> **WHAT THE TASK REQUIRES**
Render the listing below as a numbered list, one line per item, with blank lines omitted and the pictures left out.
[Begin INPUT ROWS]
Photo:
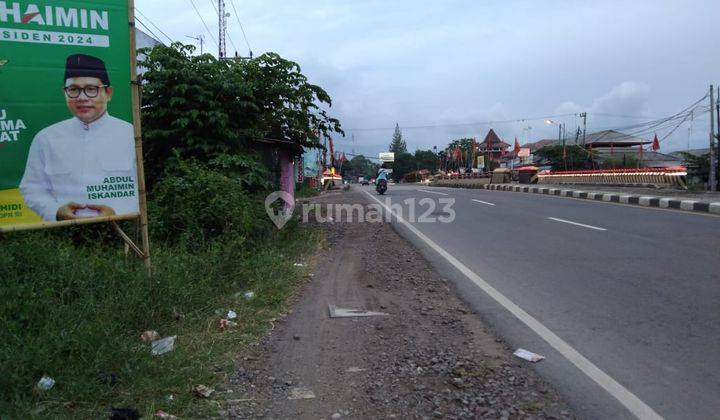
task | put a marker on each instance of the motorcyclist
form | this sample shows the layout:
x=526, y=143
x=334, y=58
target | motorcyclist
x=382, y=174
[End INPUT ROWS]
> **RESPONSE BELOW**
1. Photo:
2. task | put a marker on each instance of the motorcyclist
3. form | this sample shows the layout:
4. x=526, y=143
5. x=334, y=58
6. target | motorcyclist
7. x=382, y=174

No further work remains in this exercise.